Begin Document

📋 $typeof — Elaboration-Time Type

$typeof(expr_or_type) returns a type derived from its argument, evaluated at elaboration time. The result can be used anywhere an elaboration constant is required — most importantly to assign or override a type parameter, or in a type equality comparison.

// Capture the type of a signal — useful with type parameters
bit [12:0] A_bus, B_bus;
parameter type bus_t = $typeof(A_bus);   // bus_t = bit[12:0]

// Use $typeof in a generate-case to select the right adder
generate
  case ($typeof(bus_t))
    $typeof(bit[12:0]): addfixed_int  #(bus_t) (A_bus, B_bus);
    $typeof(real):      add_float     #($typeof(A_bus)) (A_bus, B_bus);
  endcase
endgenerate

• When called with an expression, returns the self-determined type of the expression.
• The expression is never actually evaluated — only its type is resolved.
• The expression must not contain hierarchical identifiers or references to dynamic object members.
• Equality (==) and case equality (===) between two $typeof results is true if the types are equivalent.
• The actual value returned is opaque — not visible or usable as a string.

📋 $typename — Type as String

$typename(expr_or_type) returns a string representing the resolved type of its argument. It is useful for debugging type mismatches and for stricter array type-checking than $typeof alone provides (because array ranges are preserved in the string rather than being normalised).

The string is constructed in this order:

1. Typedefs resolved back to built-in or user-defined types.
2. Default signing removed (even if present explicitly in source).
3. System-generated names for anonymous structs, unions, and enums.
4. $ used as placeholder for anonymous unpacked array names.
5. Enum constants appended with their encoded values.
6. User-defined type names prefixed with their package or scope namespace.
7. Array ranges as unsized decimal numbers.
8. Whitespace removed; single space between identifiers and keywords.

// source code                    // $typename returns
typedef bit node;               // "bit"
node signed [2:0] X;             // "bit signed[2:0]"

End Document
Begin Entries provided

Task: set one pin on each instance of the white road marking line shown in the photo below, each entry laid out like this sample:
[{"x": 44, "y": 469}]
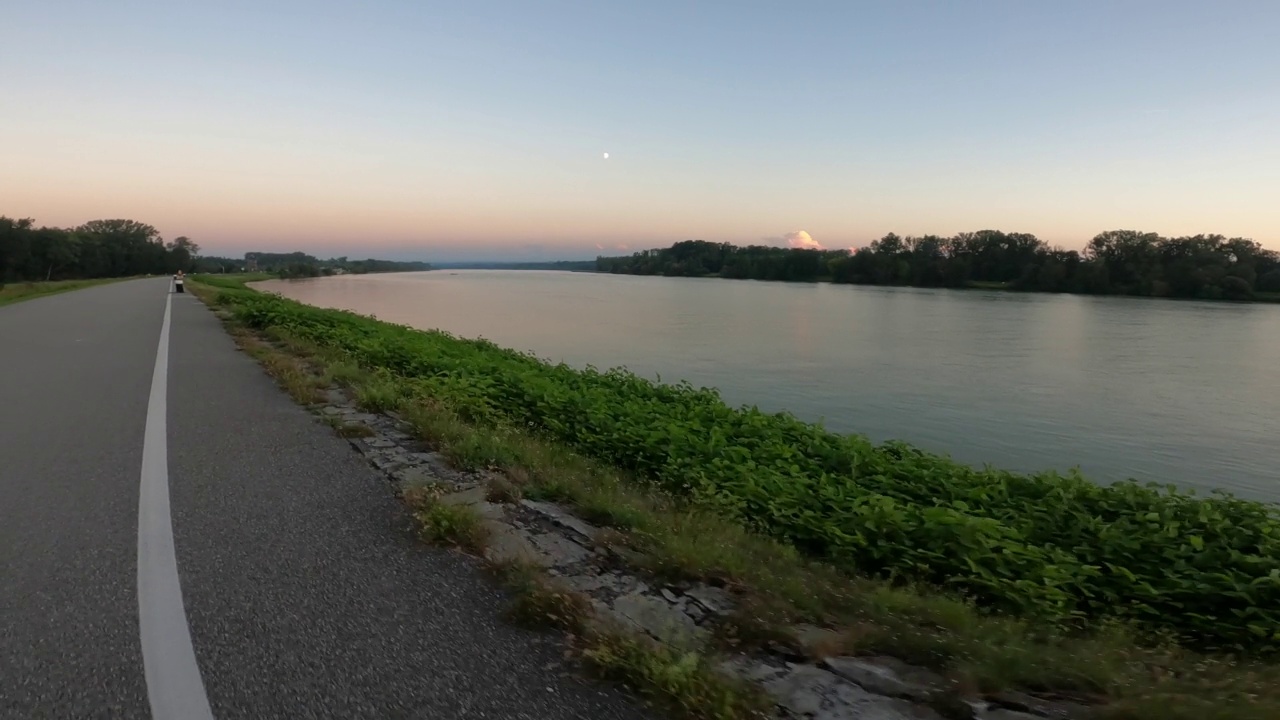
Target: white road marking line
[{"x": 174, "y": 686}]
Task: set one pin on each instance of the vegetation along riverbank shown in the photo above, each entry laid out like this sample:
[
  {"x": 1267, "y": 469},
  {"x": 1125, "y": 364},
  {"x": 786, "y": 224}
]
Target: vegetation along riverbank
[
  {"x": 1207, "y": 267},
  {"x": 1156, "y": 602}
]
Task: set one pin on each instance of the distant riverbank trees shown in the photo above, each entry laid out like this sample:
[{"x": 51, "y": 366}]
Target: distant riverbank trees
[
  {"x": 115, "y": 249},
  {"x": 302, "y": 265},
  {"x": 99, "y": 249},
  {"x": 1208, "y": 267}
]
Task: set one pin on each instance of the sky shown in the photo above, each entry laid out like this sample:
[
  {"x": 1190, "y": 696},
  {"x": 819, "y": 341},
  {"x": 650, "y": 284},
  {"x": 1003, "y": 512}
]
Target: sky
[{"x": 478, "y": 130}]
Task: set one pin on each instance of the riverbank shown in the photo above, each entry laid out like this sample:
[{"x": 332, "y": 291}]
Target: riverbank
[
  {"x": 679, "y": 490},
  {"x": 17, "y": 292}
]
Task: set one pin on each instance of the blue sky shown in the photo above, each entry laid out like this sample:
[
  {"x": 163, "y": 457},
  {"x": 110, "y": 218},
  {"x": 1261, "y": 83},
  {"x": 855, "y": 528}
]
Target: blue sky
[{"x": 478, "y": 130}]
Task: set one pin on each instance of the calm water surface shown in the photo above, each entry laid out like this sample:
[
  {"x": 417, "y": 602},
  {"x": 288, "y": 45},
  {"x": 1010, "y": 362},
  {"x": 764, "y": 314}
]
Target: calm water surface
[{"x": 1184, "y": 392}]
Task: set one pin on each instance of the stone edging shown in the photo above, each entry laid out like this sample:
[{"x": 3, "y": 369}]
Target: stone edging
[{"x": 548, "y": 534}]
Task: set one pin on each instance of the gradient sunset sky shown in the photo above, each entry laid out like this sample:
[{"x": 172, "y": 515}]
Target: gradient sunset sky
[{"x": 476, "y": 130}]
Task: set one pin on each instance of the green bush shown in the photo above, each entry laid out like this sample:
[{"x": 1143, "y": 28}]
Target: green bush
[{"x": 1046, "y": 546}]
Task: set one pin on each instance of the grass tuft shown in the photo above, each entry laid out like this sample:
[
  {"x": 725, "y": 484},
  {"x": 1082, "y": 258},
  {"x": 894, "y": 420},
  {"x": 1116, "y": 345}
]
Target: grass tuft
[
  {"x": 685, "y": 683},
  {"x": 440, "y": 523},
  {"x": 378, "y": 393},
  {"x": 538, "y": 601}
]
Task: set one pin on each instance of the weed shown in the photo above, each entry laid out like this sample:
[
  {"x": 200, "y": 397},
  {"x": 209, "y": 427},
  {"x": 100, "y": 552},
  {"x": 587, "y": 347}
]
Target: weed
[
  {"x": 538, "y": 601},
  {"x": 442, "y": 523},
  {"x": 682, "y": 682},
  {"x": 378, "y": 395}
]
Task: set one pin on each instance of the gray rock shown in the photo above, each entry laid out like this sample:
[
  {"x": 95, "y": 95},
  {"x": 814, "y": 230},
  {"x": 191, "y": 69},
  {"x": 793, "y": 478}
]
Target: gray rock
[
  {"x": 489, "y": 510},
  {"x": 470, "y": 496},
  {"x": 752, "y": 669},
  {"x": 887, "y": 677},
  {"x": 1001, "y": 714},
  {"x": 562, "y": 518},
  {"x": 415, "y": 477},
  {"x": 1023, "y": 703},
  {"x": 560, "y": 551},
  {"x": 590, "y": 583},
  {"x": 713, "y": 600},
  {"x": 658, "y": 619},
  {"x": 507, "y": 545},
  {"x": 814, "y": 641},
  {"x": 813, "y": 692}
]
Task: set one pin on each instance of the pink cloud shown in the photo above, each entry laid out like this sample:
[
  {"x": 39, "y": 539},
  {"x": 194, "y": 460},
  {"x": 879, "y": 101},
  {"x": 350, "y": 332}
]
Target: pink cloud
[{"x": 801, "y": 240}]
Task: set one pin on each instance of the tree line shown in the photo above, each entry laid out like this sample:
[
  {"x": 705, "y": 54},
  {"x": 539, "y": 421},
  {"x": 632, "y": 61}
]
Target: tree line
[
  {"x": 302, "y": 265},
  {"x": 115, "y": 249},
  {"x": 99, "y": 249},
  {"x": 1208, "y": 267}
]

End Entries provided

- List of tasks
**a.** Quote from the page on $typeof and $typename the passage that begins with the words "4. $ used as" and ends with "or scope namespace.".
**b.** Answer these from the page on $typeof and $typename:
(i) What does $typename return?
(ii) Is the expression passed to $typeof actually evaluated?
(iii) What character serves as the placeholder for anonymous unpacked array names in a $typename string?
**c.** Write the next part of the page on $typeof and $typename, picking up after its final line.

- Answers provided
**a.**
4. $ used as placeholder for anonymous unpacked array names.
5. Enum constants appended with their encoded values.
6. User-defined type names prefixed with their package or scope namespace.

**b.**
(i) A string representing the resolved type of its argument.
(ii) No. Only its type is resolved.
(iii) $

**c.**
int signed Y;                   // "int"  (default signing removed)

package A;
  enum {A,B,C=99} X;           // "enum{A=32'd0,B=32'd1,C='32bX}A::e$1"
  typedef bit [9:1'b1] word;   // "A::bit[9:1]"
endpackage : A

import A::*;
module top;
  typedef struct {node A,B;} AB_t;
  AB_t AB[10];                  // "struct{bit A;bit B;}top.AB_t$[0:9]"
endmodule

📋 $bits — Bit-Stream Size

$bits(expr_or_type) returns the number of bits required to represent the argument as a bit stream. A 4-state value counts as one bit. This is independent of how the simulator physically stores it.

// Fixed-width scalar
logic [31:0] foo;
$bits(foo)   // → 32  (even if stored internally with more bits)

// Struct: sum of all member widths
typedef struct {
  logic      valid;   // 1 bit
  bit [8:1]  data;    // 8 bits
} MyType;
$bits(MyType)  // → 9

// Used as an elaboration-time constant — legal in type declarations
typedef bit[$bits(MyType):1] MyBits;  // same as typedef bit [9:1] MyBits
MyBits b;                              // can hold any MyType bit-for-bit

// On dynamically sized types:
// — dynamic array or queue that is currently empty → returns 0
// — applying $bits directly to a dynamic-sized type identifier → error

📋 $isunbounded

$isunbounded(const_expr) returns true if the constant expression evaluates to $ (the unbounded token). Used in generate conditions to choose between property variants based on whether a range parameter is bounded or not.

parameter int foo = $;
$isunbounded(foo)   // → true
$isunbounded(42)    // → false

// Pattern: different logic for bounded vs unbounded max
generate
  if ($isunbounded(MAX)) begin
    // expr [* MIN] — only minimum width required
  end else begin
    // expr [* MIN:MAX] ##1 !expr — exact window
  end
endgenerate

📋 shortreal Conversions

Verilog already provided $realtobits and $bitstoreal for exact 64-bit transfer of real values. SV adds a matching pair for the new 32-bit shortreal type.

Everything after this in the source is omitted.